* [What needs to be done]
For the entries that appear below, write out the exact text and omit the pictures.
Start of Extracted information
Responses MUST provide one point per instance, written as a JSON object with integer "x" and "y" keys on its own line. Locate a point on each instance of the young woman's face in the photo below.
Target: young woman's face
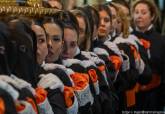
{"x": 70, "y": 43}
{"x": 55, "y": 4}
{"x": 105, "y": 24}
{"x": 142, "y": 16}
{"x": 54, "y": 41}
{"x": 42, "y": 49}
{"x": 82, "y": 28}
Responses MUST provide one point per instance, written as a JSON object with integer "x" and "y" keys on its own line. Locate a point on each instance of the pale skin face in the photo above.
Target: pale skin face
{"x": 70, "y": 43}
{"x": 55, "y": 4}
{"x": 142, "y": 17}
{"x": 82, "y": 27}
{"x": 54, "y": 41}
{"x": 42, "y": 49}
{"x": 105, "y": 24}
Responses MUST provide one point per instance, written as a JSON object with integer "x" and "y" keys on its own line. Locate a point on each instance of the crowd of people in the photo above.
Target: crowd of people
End of Extracted information
* [Solution]
Responses MUST provide one point per instance, written as a JSON object with integer "x" and "y" keys on its own line. Locate a point on each instance of the young woman's face in the photo below.
Target: young woman's face
{"x": 70, "y": 43}
{"x": 55, "y": 4}
{"x": 105, "y": 24}
{"x": 142, "y": 16}
{"x": 54, "y": 41}
{"x": 42, "y": 49}
{"x": 82, "y": 28}
Responses MUST provide one point per instance, written as a JSON object with integer "x" and "y" keys on its own line. Locate a point on each instance of the pale skin face in the photo above.
Target: pale skin face
{"x": 70, "y": 43}
{"x": 55, "y": 4}
{"x": 142, "y": 17}
{"x": 82, "y": 27}
{"x": 54, "y": 41}
{"x": 42, "y": 49}
{"x": 105, "y": 24}
Responses MUST provide one point per instance, written as a JSON object with integer "x" and "y" keys on its own line. Locate a point on each instance of the crowd of people in the photo above.
Target: crowd of people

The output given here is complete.